- _Excerpt provided_:
** Begin **

Developmental mechanism: In Takestāni, past transitive constructions undergo several changes: (i) ergative case marking of A is lost, (ii) verbal agreement with P is lost, (iii) A clitics become obligatory irrespective of the occurrence of overt A, but they become virtually exclusively cliticized to P, thus singling out P as locus of enclisis vs. A/S. Moreover, P may also show differential object marking, as opposed to S, as in (4) - (5), where definite P takes a distinct form of the demonstrative.
Resulting construction: Past tense transitive constructions show a tripartite alignment: S is the only argument that triggers agreement with the verb, P is the only argument that allows DOM and is the only possible host of A-clitics, A triggers the use of A-clitics. The pattern is shown in (4) - (5).

** End **

- _Data rows_:
** Begin **

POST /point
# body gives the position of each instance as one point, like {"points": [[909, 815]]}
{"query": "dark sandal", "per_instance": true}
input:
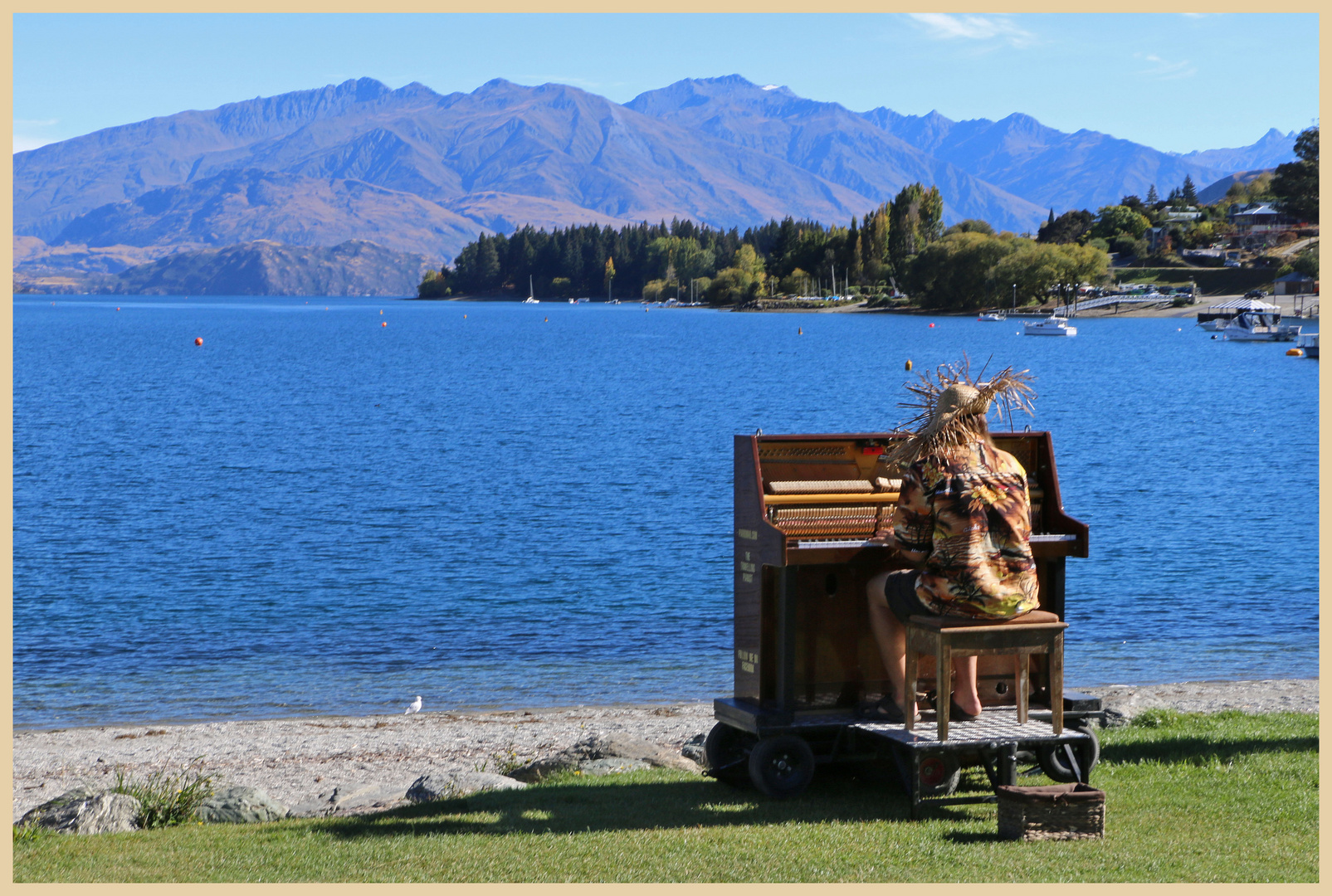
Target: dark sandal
{"points": [[886, 710], [958, 713]]}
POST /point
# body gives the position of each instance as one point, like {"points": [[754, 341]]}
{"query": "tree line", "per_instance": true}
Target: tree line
{"points": [[684, 259], [900, 246]]}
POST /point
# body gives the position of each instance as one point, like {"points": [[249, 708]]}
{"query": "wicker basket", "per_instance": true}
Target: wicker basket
{"points": [[1054, 812]]}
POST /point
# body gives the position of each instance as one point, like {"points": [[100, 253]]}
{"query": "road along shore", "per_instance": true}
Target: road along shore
{"points": [[306, 763]]}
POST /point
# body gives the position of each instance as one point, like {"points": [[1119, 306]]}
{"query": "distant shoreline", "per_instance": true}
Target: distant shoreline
{"points": [[301, 761]]}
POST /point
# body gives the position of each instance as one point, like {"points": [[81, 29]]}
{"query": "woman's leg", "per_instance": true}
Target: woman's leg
{"points": [[891, 638], [964, 684]]}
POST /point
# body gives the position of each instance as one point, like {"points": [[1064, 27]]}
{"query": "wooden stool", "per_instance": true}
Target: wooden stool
{"points": [[947, 636]]}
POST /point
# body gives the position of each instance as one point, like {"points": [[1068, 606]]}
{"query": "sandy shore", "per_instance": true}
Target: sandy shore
{"points": [[301, 762]]}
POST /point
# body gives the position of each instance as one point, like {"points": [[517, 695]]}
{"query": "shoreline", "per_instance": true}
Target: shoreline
{"points": [[1095, 690], [347, 764]]}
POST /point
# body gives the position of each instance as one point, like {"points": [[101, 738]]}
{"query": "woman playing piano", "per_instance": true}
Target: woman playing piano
{"points": [[964, 521]]}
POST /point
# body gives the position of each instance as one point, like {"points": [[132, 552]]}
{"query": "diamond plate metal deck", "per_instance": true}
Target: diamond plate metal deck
{"points": [[997, 724]]}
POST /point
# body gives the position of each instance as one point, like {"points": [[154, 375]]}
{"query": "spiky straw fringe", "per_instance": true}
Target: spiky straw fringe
{"points": [[933, 433]]}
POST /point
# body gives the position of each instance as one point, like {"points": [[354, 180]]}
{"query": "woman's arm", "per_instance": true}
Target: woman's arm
{"points": [[913, 519]]}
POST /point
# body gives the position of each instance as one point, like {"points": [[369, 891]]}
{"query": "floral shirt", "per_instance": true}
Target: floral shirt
{"points": [[970, 513]]}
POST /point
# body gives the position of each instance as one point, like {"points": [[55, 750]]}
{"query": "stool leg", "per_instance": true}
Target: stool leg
{"points": [[944, 680], [910, 682], [1022, 680], [1056, 682]]}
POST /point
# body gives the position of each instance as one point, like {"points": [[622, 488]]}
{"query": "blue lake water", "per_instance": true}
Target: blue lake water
{"points": [[508, 505]]}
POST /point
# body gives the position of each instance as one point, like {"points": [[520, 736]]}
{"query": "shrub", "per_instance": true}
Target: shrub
{"points": [[167, 799]]}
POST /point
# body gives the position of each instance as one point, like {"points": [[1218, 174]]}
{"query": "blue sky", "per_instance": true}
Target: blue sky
{"points": [[1173, 81]]}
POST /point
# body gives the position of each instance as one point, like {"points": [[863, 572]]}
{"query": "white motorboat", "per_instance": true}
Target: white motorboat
{"points": [[1259, 326], [1052, 325]]}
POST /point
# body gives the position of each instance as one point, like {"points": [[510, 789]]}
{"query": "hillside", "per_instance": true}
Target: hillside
{"points": [[422, 173], [260, 268]]}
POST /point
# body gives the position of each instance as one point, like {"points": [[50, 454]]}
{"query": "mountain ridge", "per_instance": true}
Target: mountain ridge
{"points": [[422, 173]]}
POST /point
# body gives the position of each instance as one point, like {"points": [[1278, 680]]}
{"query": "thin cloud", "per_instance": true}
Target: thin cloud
{"points": [[572, 81], [947, 27], [23, 143], [1164, 70]]}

** End **

- _Required work_: Please write out the part of the Takestāni alignment passage starting at "Developmental mechanism: In" and ending at "of the demonstrative.", word for word.

- _Answer to this problem_:
Developmental mechanism: In Takestāni, past transitive constructions undergo several changes: (i) ergative case marking of A is lost, (ii) verbal agreement with P is lost, (iii) A clitics become obligatory irrespective of the occurrence of overt A, but they become virtually exclusively cliticized to P, thus singling out P as locus of enclisis vs. A/S. Moreover, P may also show differential object marking, as opposed to S, as in (4) - (5), where definite P takes a distinct form of the demonstrative.